— START OF Material provided —

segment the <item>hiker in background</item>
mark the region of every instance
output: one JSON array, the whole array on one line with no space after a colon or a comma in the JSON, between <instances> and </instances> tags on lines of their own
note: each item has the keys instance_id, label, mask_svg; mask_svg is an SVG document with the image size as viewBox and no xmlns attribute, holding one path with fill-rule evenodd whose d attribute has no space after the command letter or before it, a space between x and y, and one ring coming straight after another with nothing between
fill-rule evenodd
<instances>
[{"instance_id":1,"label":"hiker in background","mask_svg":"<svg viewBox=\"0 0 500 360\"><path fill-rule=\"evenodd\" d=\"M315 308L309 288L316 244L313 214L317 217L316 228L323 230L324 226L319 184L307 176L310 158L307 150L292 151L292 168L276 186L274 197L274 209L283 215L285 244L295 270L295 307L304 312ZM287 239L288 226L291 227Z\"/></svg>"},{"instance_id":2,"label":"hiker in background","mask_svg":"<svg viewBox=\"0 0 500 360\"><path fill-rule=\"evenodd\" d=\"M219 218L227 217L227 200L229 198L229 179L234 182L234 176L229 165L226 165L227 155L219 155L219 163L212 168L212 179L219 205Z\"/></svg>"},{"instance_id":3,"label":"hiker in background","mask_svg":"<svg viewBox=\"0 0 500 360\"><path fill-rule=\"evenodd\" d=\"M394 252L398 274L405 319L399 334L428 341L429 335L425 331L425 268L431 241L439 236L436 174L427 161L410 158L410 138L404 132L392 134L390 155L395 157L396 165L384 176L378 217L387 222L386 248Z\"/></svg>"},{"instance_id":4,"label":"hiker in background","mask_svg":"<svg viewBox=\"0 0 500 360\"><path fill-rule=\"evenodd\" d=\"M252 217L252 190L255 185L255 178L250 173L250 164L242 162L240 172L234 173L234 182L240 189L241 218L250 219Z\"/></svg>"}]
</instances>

— END OF Material provided —

Problem details —
Update the entries above by replacing "region" with "area" and write out all their lines again, with every other word left as it is.

Correct answer —
segment the <item>hiker in background</item>
mark the area of every instance
output: one JSON array, the whole array on one line with no space after a colon or a comma in the JSON, between <instances> and </instances> tags on lines of their own
note: each item has the keys instance_id, label, mask_svg; mask_svg is an SVG document with the image size as viewBox and no xmlns attribute, holding one path with fill-rule evenodd whose d attribute has no space after the command letter or before it, a space between x and y, and one ring coming straight after another with nothing between
fill-rule evenodd
<instances>
[{"instance_id":1,"label":"hiker in background","mask_svg":"<svg viewBox=\"0 0 500 360\"><path fill-rule=\"evenodd\" d=\"M315 308L309 288L316 244L313 214L317 217L316 228L323 230L324 226L319 184L307 176L310 158L307 150L292 151L292 168L276 186L274 197L274 209L283 215L285 244L295 270L295 307L304 312ZM287 239L288 226L291 227Z\"/></svg>"},{"instance_id":2,"label":"hiker in background","mask_svg":"<svg viewBox=\"0 0 500 360\"><path fill-rule=\"evenodd\" d=\"M219 218L227 217L227 200L229 198L229 179L234 182L234 176L229 165L226 165L227 155L219 155L219 163L212 168L212 179L219 205Z\"/></svg>"},{"instance_id":3,"label":"hiker in background","mask_svg":"<svg viewBox=\"0 0 500 360\"><path fill-rule=\"evenodd\" d=\"M394 252L398 274L405 319L399 334L428 341L429 335L425 331L425 268L431 241L439 236L436 174L427 161L410 158L410 138L404 132L392 134L390 155L395 157L396 165L384 176L378 217L387 222L386 248Z\"/></svg>"},{"instance_id":4,"label":"hiker in background","mask_svg":"<svg viewBox=\"0 0 500 360\"><path fill-rule=\"evenodd\" d=\"M252 217L252 190L255 185L255 178L250 173L250 164L242 162L240 172L234 173L234 182L240 189L241 218L250 219Z\"/></svg>"}]
</instances>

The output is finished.